■ EXERCISE TASKS:
**1.** Copy the passage about thought word for word, starting at "Every person is" and stopping after "has to give.".
**2.** In the passage about thought, what is the only activity the spirit possesses?

■ READING PASSAGE:
┌────────
We have seen something of the chemist, something of his laboratory, something of his system of communication.

What about the product? This is a very practical age, an age of commercialism, if you please. If the chemist produces nothing of value, nothing which can be converted into cash, we are not interested.

But, fortunately the chemist in this case produces an article which has the highest cash value of any article known to man.

He provides the one thing which all the world demands, something which can be realized upon anywhere, at any time; it is not a slow asset; on the contrary, its value is recognized in every marked.

The product is thought; thought rules the world; thought rules every Government, every bank, every industry, every person and everything in existence, and is differentiated from everything else, simply and only because of thought.

Every person is what he is because of his method of thinking, and men and nations differ from each other only because they think differently.

What then is thought? Thought is the product of the chemical laboratory possessed by every thinking individual; it is the blossom, the combined intelligence which is the result of all previous thinking processes; it is the fruit and contains the best of all that the individual has to give.

There is nothing material about a thought, and yet no man would give up his ability to think for all the gold in Christendom; it is therefore of more value than anything which exists. As it is not material it must be spiritual.

Here then is an explanation of the wonderful value of thought. Thought is a spiritual activity; in fact, it is the only activity which the spirit possesses. Spirit is the creative principle of the Universe, as a part must be the same in kind and quality as the whole, and can differ only in degree, thought must be creative also.
└────────
■ DATA:
┌────────
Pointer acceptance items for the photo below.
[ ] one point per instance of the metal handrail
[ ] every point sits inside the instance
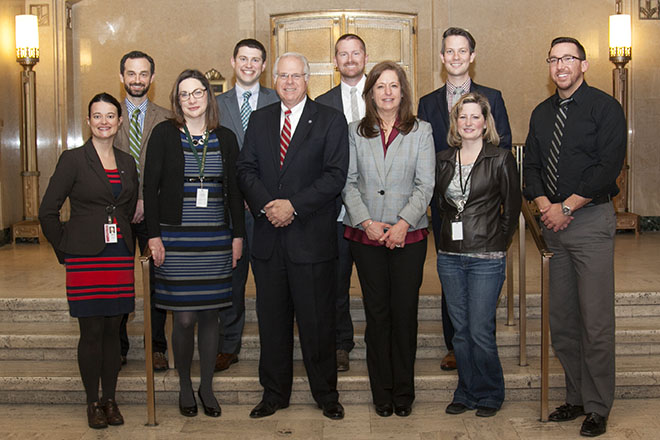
(148, 347)
(527, 219)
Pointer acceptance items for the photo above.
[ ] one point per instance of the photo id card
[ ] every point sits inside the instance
(457, 231)
(110, 232)
(202, 198)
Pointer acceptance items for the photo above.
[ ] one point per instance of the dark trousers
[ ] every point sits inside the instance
(582, 306)
(344, 272)
(232, 319)
(285, 289)
(158, 316)
(390, 281)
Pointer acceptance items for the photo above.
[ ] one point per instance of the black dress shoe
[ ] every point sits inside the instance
(384, 410)
(210, 411)
(484, 411)
(566, 412)
(594, 425)
(333, 410)
(402, 410)
(456, 408)
(188, 411)
(265, 409)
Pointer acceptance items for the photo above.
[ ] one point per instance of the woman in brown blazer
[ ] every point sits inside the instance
(96, 247)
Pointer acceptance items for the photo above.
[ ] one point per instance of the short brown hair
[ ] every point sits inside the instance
(212, 112)
(371, 120)
(490, 133)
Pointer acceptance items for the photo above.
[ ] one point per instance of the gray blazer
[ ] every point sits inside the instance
(154, 115)
(230, 113)
(389, 188)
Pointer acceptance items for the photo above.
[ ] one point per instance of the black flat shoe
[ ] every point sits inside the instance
└────────
■ SOLUTIONS TO EACH TASK:
**1.**
Every person is what he is because of his method of thinking, and men and nations differ from each other only because they think differently.

What then is thought? Thought is the product of the chemical laboratory possessed by every thinking individual; it is the blossom, the combined intelligence which is the result of all previous thinking processes; it is the fruit and contains the best of all that the individual has to give.

**2.** Thought.